## Task directions:
Exclude the pictures, then repeat the remaining data exactly.

## Materials provided:
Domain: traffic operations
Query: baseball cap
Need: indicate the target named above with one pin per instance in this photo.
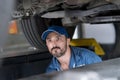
(59, 29)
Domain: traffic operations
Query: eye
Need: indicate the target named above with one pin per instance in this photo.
(48, 40)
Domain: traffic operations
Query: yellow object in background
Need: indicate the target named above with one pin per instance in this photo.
(87, 42)
(13, 27)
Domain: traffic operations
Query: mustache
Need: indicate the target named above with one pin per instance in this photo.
(55, 48)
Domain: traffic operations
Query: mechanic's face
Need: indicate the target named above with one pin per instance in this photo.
(57, 44)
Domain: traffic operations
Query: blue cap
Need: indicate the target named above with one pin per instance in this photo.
(58, 29)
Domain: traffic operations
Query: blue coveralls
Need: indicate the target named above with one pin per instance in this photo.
(79, 57)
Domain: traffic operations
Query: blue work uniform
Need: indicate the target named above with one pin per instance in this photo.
(79, 57)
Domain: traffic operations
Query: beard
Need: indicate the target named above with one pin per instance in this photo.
(58, 52)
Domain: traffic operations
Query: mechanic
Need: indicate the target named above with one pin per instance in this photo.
(65, 56)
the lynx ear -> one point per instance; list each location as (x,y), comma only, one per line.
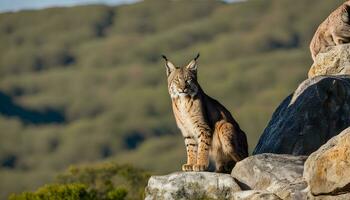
(192,66)
(345,15)
(169,66)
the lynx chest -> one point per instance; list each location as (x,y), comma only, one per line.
(188,114)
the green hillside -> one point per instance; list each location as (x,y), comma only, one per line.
(86,84)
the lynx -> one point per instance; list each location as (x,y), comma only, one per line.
(206,125)
(333,31)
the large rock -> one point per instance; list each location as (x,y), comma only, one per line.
(255,195)
(327,171)
(334,60)
(318,110)
(191,185)
(279,174)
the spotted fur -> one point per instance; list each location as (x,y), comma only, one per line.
(206,125)
(334,30)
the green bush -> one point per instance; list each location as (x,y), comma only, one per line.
(58,192)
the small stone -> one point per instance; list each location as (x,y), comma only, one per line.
(327,171)
(191,185)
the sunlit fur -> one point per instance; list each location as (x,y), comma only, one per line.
(334,30)
(206,125)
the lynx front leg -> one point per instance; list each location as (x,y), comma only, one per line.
(204,140)
(191,148)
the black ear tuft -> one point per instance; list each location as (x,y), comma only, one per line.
(196,56)
(164,57)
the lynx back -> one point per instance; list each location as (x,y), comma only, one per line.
(207,126)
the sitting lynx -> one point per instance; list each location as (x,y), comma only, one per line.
(205,124)
(333,31)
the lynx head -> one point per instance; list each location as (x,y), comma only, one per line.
(182,81)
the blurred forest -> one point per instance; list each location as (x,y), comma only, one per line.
(86,84)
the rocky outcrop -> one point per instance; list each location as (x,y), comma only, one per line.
(335,60)
(318,110)
(279,174)
(191,185)
(255,195)
(327,171)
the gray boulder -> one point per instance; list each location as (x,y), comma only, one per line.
(318,110)
(255,195)
(327,171)
(279,174)
(191,185)
(333,61)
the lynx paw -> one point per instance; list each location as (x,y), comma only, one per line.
(187,167)
(199,168)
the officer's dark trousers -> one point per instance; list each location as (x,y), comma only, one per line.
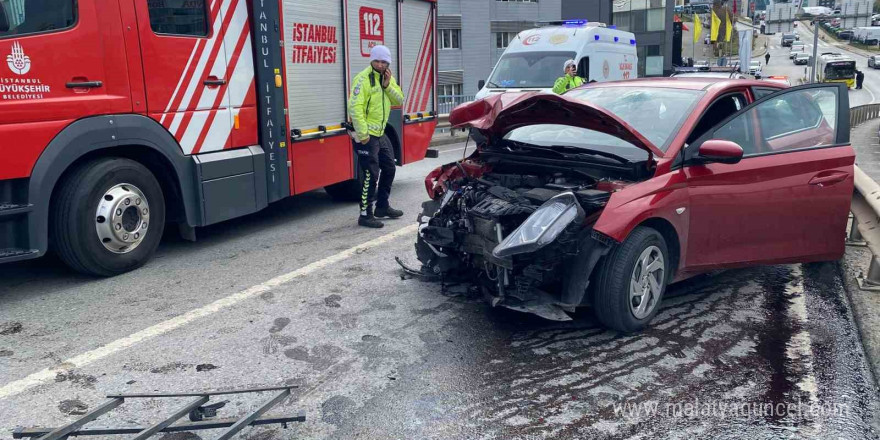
(376,159)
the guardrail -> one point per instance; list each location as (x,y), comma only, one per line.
(862,113)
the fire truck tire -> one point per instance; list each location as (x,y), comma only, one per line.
(108,217)
(348,191)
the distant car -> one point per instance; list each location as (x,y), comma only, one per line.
(719,75)
(605,195)
(755,68)
(779,79)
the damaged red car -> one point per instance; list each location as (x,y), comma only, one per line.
(605,195)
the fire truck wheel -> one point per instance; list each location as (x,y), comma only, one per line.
(348,191)
(108,217)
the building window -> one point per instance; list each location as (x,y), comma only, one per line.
(639,15)
(449,90)
(179,17)
(502,39)
(450,38)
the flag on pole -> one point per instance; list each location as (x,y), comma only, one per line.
(728,28)
(715,28)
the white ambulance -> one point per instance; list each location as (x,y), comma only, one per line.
(535,58)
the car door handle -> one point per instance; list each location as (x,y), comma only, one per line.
(84,84)
(828,179)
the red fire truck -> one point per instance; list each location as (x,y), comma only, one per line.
(119,116)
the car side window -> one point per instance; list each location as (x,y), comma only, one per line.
(23,17)
(179,17)
(793,120)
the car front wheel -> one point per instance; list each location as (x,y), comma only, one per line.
(632,280)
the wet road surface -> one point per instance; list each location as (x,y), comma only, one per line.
(757,353)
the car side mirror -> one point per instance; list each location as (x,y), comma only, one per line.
(721,151)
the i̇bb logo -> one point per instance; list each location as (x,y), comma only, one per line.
(532,40)
(18,62)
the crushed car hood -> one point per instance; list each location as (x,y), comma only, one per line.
(498,114)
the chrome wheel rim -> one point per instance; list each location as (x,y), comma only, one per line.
(647,281)
(122,218)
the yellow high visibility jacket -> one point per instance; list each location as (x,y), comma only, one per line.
(369,104)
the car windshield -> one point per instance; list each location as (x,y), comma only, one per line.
(656,113)
(704,74)
(529,69)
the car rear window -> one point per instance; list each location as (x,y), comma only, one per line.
(656,113)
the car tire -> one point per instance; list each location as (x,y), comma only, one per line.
(615,305)
(348,191)
(108,217)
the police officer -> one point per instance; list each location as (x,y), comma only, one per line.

## Result:
Domain: traffic operations
Query: baseball cap
Need: indicate the target named above with one pin per instance in this photo.
(59, 29)
Domain: traffic operations
Query: eye
Need: indicate the target named above with one pin per instance in this photo.
(48, 40)
Domain: traffic operations
Query: yellow object in background
Need: indicate the target named above with one pin per instance in this photo.
(87, 42)
(13, 27)
Domain: traffic operations
Query: mustache
Need: indicate the target named above with one pin per instance in this photo.
(55, 48)
Domain: traffic operations
Query: mechanic's face
Need: indicate the target named above with one pin per instance in this photo.
(57, 44)
Domain: traffic operations
Query: blue cap
Need: indicate the target named above with one pin per instance in this photo.
(58, 29)
Domain: traffic operations
Query: blue coveralls
Need: indicate the target named above with one pin per instance in this photo.
(79, 57)
Domain: traffic operations
Query: blue work uniform
Need: indicate the target named above with one pin per instance in this photo.
(79, 57)
Domain: traffic operations
Query: beard
Need: indicate the target named above with one pin per instance in this photo.
(58, 52)
Domain: traffic operations
Query: mechanic
Need: indicate the target named above with one pin per instance in this photo.
(65, 56)
the lynx ear -> one point per instance; list each location as (x,y), comma only, one per line.
(192,66)
(345,15)
(169,66)
the lynx chest -> one point per instance; list each location as (x,y), comma only, one per line.
(188,114)
the green hillside -> one point per instance; list each location as (x,y), comma only, one per line.
(86,84)
the lynx -> one point per instance; list each location as (x,y), comma only, one per line.
(206,125)
(333,31)
the large rock -> one point per instance; list each location as (x,y), comma only, one per line.
(255,195)
(327,171)
(334,60)
(318,110)
(191,185)
(279,174)
the spotted fur -> one point per instance; list each location as (x,y), comma only, one per line.
(206,125)
(334,30)
the green bush -> one point per instance; list each location as (x,y), comma only, one per line.
(58,192)
the small stone -> one point per instance; list each location as (x,y), comma only, one per line.
(327,171)
(191,185)
the sunlit fur -> one point per instance; list each location as (x,y), comma only, one per line.
(334,30)
(206,125)
the lynx front leg -> one point per instance; list each location as (x,y), comma only, one per line.
(204,140)
(191,148)
the black ear tuft -> one point per instance; list each location as (x,y), comma only, one per line.
(196,56)
(164,57)
the lynx back -> one point per instance; list each location as (x,y), comma only, one per line.
(207,126)
the sitting lynx -> one point per instance; list each location as (x,y), comma only, one per line.
(205,124)
(333,31)
the lynx head -> one point per instance; list each location as (x,y), comma only, one per line.
(182,81)
the blurred forest -> one point per instance; list each location as (x,y), comma only, one per line.
(86,84)
the rocky outcrop -> one point per instance; list each location as (x,y), comma only, one per line.
(335,60)
(318,110)
(279,174)
(191,185)
(255,195)
(327,171)
the gray boulder -> one point per instance; list each location as (x,y), comma only, one per line.
(318,110)
(255,195)
(327,171)
(279,174)
(191,185)
(333,61)
the lynx paw -> one point per instance; list each location as (x,y), comma only, one per line.
(187,167)
(199,168)
the officer's dark trousers -> one point per instance; list each location as (x,y), comma only, one per line.
(376,159)
the guardrail -> one point per instance; list each location as (x,y), comma only, one per line.
(862,113)
the fire truck tire -> one point per instance; list each location as (x,y), comma only, one per line.
(108,217)
(348,191)
the distant car -> one point per instance; list each location as (x,y), comma only, one per line.
(719,75)
(605,195)
(755,68)
(779,79)
the damaged red car -> one point per instance; list each location as (x,y), comma only, one per line.
(605,195)
the fire truck wheel -> one point per instance; list each location as (x,y), comma only, one per line.
(348,191)
(108,217)
the building window -> one point per instance; list each location as (x,y), comma only, one per line.
(639,15)
(449,90)
(179,17)
(502,39)
(450,38)
the flag on pole -> one point per instance; list each location as (x,y), comma only, one per line.
(728,28)
(715,28)
the white ambulance -> one point per instance; list each location as (x,y), comma only, one per line.
(535,58)
the car door handle -> one point per instance; list each location as (x,y), comma only, one per line.
(84,84)
(828,179)
the red fire truck -> one point per instance; list each location as (x,y), comma only, one per line.
(119,116)
the car side window -> one point per instance; list each location as (x,y), comma only, one per line.
(23,17)
(179,17)
(793,120)
the car front wheel -> one point per instance; list each location as (x,y), comma only, one per line.
(632,280)
the wet road surface -> one point per instance; list each location as (x,y), comma only, one per line.
(757,353)
the car side mirror -> one point per instance; list each location as (x,y), comma only, one per line.
(721,151)
the i̇bb logo -> one point per instance; list each location as (x,y), comma only, one per line.
(532,40)
(18,62)
the crushed car hood -> one point per instance; list each location as (x,y), comma only, one per line.
(498,114)
the chrome wheel rim -> one point per instance; list each location as (x,y), comma only, one per line.
(647,281)
(122,218)
the yellow high visibility jacket -> one point per instance; list each location as (x,y), comma only, one per line.
(369,104)
the car windshield -> one point per instance; list each location as (x,y), comma only, one per line.
(656,113)
(704,74)
(529,69)
the car rear window -> one point per instance; list each location as (x,y), comma only, one per line.
(656,113)
the car tire -> one point per instance; list each location as (x,y), comma only, one per line.
(615,305)
(348,191)
(108,217)
the police officer -> one point per instance; list each location as (x,y), comma only, one per line.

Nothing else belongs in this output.